▶ _Required work_
Write out the lines from the line containing "request: draw the outline of every instance of the tree" through the final line of the listing below, exactly, omitting every other line.

▶ _Records for the task_

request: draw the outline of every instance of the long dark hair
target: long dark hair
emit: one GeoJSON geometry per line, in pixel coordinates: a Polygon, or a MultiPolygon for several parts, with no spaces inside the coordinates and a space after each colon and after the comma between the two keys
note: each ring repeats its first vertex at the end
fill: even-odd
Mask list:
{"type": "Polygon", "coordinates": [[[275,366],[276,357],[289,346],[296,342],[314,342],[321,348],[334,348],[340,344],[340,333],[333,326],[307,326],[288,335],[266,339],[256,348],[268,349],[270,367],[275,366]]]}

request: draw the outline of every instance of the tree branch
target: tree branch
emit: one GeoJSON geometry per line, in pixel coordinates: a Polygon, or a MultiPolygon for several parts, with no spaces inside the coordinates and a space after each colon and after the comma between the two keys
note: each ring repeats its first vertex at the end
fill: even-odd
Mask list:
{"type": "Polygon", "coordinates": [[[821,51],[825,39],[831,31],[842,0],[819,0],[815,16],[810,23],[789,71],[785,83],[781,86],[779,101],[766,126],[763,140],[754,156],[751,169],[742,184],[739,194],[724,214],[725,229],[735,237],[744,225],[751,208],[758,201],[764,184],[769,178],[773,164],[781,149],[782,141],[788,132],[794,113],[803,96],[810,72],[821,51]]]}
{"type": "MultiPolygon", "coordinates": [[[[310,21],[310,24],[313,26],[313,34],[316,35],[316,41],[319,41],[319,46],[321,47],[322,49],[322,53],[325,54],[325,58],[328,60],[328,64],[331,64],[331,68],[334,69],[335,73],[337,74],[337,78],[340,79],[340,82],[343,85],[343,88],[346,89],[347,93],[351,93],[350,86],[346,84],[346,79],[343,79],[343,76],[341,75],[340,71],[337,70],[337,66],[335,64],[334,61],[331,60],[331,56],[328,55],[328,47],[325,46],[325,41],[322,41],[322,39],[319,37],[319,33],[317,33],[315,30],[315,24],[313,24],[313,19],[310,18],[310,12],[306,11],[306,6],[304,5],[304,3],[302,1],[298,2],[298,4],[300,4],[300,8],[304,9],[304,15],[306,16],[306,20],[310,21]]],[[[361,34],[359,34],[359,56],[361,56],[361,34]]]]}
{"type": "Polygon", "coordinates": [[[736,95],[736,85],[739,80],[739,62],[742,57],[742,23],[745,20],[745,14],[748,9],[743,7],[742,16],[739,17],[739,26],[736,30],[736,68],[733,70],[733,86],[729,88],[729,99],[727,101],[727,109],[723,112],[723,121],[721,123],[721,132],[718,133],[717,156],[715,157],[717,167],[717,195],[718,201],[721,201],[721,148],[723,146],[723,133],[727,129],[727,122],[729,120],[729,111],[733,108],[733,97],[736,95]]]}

▶ _Solution for this task_
request: draw the outline of every instance of the tree branch
target: tree branch
emit: one GeoJSON geometry per line, in pixel coordinates: a Polygon, or a MultiPolygon for several parts, with no spaces inside the coordinates and a space after each colon and after the comma between the two keys
note: each ring repeats its first vertex at the end
fill: even-odd
Mask list:
{"type": "Polygon", "coordinates": [[[821,51],[825,39],[831,31],[842,0],[819,0],[815,16],[810,23],[789,71],[785,83],[781,86],[779,101],[766,126],[763,140],[754,156],[751,169],[742,184],[739,194],[724,214],[725,229],[735,237],[744,225],[751,208],[758,201],[764,184],[769,178],[773,164],[781,149],[782,141],[788,132],[794,113],[803,96],[810,72],[821,51]]]}
{"type": "MultiPolygon", "coordinates": [[[[310,21],[310,24],[313,26],[313,34],[316,35],[316,41],[319,41],[319,46],[321,47],[322,49],[322,53],[325,54],[325,58],[328,60],[328,64],[331,64],[331,68],[334,69],[335,73],[337,74],[337,78],[340,79],[340,82],[343,85],[343,88],[346,89],[347,93],[351,93],[350,86],[346,84],[346,79],[343,79],[343,76],[341,75],[340,71],[337,70],[337,66],[335,64],[334,61],[331,60],[331,56],[328,55],[328,47],[325,46],[325,41],[322,41],[322,39],[319,37],[319,33],[317,33],[315,30],[315,24],[313,24],[313,19],[310,18],[310,12],[306,11],[306,6],[304,5],[304,3],[302,1],[298,2],[298,4],[300,4],[300,8],[304,9],[304,15],[306,16],[306,20],[310,21]]],[[[361,34],[359,34],[359,56],[361,56],[361,34]]]]}
{"type": "Polygon", "coordinates": [[[736,95],[736,85],[739,80],[739,62],[742,57],[742,23],[745,20],[745,14],[748,9],[743,7],[742,16],[739,17],[739,26],[736,30],[736,68],[733,70],[733,86],[729,88],[729,99],[727,101],[727,109],[723,112],[723,121],[721,123],[721,132],[718,133],[717,156],[715,157],[717,167],[717,195],[718,201],[721,201],[721,148],[723,146],[723,133],[727,129],[727,122],[729,120],[729,111],[733,108],[733,97],[736,95]]]}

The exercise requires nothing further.